### What is expected
Reproduce the lines below without any change, beginning with the first one and ending with the line that contains "top-left (0, 89), bottom-right (431, 426)", inclusive.

- - - -

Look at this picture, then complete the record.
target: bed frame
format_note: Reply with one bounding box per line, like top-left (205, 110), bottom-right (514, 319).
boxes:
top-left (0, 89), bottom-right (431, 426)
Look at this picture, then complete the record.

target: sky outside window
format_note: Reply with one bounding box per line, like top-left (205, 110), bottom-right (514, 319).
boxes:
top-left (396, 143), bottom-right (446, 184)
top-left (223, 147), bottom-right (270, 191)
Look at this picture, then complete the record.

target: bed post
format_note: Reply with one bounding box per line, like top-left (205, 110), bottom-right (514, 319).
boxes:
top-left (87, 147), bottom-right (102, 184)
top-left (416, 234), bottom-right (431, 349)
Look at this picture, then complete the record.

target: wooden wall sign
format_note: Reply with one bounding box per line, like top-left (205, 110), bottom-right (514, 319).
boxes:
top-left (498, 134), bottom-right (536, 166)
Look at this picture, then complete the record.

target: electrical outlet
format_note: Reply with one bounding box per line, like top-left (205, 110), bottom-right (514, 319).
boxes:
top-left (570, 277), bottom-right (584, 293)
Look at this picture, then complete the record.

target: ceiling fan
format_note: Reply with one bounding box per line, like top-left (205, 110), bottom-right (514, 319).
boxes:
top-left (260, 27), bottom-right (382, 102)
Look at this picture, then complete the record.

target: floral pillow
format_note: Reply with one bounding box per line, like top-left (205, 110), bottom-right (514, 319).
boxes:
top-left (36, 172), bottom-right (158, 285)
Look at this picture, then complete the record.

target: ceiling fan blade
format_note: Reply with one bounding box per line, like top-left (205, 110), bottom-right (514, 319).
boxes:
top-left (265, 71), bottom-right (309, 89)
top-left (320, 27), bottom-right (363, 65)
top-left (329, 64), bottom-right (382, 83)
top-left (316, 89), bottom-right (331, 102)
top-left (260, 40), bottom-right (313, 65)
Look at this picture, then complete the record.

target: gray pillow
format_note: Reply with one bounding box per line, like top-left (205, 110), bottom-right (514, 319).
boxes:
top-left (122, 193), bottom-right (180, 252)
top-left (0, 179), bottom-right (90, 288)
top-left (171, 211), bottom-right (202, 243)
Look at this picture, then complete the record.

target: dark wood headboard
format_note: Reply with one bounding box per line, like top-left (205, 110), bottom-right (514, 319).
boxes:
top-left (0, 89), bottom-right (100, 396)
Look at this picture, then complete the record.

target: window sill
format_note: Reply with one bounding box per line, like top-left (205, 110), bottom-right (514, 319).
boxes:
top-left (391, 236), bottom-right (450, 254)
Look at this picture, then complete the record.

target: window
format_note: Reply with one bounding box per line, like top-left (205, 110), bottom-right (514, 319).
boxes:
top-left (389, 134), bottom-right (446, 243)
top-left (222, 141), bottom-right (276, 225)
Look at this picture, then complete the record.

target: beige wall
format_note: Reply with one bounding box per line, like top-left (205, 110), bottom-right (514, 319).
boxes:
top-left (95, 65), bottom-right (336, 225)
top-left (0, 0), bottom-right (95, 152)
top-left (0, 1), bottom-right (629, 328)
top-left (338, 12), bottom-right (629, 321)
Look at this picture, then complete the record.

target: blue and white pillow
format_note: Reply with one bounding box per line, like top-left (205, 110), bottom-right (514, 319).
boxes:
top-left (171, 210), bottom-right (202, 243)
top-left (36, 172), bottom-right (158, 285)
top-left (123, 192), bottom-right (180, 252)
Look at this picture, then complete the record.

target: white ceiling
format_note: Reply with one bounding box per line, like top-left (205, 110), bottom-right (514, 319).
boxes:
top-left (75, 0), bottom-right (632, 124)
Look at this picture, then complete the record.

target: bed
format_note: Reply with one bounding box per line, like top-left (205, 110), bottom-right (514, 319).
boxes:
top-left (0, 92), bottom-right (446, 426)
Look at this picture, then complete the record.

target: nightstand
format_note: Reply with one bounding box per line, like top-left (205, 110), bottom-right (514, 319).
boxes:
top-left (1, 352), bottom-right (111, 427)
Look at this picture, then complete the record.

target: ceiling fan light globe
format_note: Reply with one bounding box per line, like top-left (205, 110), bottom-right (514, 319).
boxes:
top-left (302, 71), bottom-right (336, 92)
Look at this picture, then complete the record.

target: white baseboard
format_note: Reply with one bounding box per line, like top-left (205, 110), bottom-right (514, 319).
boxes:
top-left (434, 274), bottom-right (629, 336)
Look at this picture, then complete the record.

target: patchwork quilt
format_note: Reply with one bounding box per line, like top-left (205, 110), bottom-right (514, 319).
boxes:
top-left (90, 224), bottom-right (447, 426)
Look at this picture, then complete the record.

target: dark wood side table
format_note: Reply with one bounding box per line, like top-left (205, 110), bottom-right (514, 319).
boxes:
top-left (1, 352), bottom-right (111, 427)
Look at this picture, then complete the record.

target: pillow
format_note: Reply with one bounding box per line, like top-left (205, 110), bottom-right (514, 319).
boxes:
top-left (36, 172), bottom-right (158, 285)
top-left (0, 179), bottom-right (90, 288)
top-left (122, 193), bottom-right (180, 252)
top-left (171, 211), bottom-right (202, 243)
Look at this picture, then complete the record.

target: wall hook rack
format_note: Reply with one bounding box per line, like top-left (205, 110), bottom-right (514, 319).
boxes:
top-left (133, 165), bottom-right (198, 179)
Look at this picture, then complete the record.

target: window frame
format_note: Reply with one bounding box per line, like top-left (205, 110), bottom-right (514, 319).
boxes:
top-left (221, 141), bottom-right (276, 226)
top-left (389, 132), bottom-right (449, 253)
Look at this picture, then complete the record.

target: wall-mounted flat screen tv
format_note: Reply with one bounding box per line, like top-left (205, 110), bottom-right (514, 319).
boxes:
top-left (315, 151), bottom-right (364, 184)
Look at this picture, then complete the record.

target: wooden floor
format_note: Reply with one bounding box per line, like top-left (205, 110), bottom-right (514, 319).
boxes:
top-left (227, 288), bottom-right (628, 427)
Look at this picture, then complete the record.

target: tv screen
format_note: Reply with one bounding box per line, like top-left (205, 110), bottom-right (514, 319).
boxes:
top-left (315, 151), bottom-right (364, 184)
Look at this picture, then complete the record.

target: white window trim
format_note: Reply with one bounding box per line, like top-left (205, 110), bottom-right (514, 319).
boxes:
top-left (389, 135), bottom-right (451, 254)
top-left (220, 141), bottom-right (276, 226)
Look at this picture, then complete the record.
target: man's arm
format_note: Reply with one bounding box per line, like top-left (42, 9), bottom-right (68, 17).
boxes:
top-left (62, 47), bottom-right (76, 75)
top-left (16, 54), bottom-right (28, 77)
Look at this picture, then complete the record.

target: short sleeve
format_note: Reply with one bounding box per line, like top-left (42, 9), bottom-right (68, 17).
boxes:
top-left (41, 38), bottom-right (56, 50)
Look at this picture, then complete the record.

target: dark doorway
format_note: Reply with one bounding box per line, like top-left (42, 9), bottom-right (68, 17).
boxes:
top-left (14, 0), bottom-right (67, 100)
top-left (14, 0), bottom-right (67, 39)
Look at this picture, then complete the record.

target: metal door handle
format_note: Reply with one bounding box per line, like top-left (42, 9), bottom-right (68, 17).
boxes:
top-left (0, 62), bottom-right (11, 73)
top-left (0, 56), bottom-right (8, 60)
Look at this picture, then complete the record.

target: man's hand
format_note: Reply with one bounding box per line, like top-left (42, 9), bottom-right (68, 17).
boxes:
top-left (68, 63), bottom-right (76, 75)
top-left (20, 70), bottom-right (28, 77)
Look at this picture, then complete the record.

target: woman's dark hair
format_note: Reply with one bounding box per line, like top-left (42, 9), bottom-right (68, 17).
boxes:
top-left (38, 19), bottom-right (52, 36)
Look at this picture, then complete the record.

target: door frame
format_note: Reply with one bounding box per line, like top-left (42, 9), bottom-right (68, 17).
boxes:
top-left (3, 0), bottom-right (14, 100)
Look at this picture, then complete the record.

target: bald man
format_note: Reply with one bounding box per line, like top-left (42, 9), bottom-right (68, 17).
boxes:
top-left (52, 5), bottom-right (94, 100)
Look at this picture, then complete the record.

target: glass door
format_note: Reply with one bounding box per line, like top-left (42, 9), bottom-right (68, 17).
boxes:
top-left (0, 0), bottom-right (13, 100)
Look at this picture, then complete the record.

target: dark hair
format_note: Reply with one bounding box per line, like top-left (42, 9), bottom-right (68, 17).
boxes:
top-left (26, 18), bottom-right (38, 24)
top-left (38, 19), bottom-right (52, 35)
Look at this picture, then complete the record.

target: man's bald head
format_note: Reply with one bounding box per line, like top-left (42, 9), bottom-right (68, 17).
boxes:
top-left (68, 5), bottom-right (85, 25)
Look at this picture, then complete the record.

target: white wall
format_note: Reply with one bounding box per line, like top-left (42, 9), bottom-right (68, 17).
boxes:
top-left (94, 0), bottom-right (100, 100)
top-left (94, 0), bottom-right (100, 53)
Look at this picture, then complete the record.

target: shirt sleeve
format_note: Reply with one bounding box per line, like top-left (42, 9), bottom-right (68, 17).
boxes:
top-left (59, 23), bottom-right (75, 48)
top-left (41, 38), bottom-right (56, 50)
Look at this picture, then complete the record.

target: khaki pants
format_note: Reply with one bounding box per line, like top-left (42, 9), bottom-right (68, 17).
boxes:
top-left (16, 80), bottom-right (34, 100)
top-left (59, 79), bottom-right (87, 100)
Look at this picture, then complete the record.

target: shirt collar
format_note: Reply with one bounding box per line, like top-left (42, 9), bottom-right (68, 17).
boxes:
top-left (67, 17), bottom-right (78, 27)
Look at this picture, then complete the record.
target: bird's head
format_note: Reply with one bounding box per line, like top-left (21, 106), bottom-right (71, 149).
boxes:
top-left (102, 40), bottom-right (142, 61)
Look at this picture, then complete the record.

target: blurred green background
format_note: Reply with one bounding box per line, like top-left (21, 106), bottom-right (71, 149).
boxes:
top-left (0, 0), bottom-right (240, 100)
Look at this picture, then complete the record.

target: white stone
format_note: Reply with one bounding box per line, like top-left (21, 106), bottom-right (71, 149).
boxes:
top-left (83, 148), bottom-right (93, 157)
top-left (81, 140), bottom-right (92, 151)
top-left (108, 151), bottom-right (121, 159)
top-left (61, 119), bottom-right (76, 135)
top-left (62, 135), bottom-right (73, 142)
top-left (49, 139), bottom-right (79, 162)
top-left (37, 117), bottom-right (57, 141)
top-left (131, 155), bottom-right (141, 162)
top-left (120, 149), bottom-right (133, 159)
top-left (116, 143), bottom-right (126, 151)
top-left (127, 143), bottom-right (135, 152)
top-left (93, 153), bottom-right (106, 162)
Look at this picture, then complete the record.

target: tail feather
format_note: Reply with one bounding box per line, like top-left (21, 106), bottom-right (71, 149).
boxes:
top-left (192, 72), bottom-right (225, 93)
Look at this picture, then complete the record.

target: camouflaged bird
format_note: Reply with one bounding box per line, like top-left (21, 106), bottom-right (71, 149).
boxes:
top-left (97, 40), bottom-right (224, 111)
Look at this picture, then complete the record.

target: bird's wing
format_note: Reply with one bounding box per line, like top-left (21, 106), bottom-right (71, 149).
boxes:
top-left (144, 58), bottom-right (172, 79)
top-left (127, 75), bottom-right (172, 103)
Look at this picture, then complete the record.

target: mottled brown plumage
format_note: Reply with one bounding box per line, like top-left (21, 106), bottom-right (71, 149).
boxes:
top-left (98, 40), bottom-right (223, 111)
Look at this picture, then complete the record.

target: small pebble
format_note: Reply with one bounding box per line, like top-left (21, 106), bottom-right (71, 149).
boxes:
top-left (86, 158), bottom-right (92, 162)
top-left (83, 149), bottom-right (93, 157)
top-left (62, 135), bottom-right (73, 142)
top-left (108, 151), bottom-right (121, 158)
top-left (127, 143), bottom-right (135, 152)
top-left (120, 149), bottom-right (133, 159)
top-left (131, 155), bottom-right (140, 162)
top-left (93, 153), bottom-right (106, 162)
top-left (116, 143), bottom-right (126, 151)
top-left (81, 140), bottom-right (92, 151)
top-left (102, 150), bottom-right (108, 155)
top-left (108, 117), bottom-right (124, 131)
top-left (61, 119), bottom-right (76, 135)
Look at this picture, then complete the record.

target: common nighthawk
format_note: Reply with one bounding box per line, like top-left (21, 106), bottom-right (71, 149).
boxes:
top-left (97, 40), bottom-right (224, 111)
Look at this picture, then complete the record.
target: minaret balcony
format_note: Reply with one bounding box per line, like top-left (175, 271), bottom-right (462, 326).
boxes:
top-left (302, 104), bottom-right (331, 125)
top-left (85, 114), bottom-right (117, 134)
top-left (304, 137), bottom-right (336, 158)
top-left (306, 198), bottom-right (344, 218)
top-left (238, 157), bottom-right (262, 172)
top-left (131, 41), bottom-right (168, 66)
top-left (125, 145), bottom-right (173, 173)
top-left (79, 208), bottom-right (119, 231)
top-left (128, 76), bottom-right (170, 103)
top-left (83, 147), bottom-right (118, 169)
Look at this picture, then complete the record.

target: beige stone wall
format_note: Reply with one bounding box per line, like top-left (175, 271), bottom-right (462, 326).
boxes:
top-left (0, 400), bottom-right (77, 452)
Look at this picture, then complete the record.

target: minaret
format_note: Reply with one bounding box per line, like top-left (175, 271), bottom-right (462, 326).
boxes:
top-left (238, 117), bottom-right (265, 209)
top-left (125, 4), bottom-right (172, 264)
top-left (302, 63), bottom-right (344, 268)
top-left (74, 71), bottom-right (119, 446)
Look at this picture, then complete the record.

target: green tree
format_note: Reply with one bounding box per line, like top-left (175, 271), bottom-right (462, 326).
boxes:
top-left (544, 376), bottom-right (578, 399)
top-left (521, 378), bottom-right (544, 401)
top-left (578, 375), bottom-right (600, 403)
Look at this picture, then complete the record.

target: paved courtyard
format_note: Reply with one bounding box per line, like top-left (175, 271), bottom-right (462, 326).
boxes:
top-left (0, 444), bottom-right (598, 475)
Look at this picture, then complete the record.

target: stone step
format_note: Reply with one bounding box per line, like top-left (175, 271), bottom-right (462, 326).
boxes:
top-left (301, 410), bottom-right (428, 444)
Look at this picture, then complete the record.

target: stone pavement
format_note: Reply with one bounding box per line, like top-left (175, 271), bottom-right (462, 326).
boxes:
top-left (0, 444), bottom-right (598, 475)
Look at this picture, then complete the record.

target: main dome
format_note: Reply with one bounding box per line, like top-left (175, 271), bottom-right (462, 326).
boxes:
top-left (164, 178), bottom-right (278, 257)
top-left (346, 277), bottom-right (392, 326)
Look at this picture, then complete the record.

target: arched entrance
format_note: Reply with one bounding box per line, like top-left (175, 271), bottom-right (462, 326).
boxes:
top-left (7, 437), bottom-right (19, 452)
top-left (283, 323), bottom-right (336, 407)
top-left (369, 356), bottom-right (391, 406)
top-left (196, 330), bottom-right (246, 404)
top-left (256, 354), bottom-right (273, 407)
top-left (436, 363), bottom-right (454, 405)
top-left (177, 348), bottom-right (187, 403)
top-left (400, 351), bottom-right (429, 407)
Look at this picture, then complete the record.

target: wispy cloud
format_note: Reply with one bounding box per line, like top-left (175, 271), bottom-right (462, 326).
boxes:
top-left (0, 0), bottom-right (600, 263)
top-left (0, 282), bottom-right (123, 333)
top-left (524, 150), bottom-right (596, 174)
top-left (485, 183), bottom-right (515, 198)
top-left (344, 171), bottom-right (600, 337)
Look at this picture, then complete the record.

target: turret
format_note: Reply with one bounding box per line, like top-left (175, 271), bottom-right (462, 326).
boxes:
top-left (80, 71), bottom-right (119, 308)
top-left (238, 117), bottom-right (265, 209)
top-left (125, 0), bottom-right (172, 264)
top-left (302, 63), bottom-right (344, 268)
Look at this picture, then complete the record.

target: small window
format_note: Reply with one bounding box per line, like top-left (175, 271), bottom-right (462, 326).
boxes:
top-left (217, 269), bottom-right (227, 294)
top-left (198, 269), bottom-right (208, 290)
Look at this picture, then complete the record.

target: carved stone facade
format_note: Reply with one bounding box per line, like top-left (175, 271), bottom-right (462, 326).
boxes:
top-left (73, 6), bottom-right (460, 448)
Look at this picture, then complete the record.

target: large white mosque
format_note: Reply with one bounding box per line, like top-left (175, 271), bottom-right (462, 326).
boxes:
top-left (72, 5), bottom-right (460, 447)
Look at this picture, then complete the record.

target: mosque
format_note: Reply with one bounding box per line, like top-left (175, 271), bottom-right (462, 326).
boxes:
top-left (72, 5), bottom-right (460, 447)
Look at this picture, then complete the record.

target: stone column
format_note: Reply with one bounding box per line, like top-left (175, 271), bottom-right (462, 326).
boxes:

- - - -

### Solution for this task
Look at this picture, then complete the record.
target: bed frame
format_note: Reply with one bounding box per line, like top-left (205, 110), bottom-right (514, 319).
boxes:
top-left (0, 89), bottom-right (431, 426)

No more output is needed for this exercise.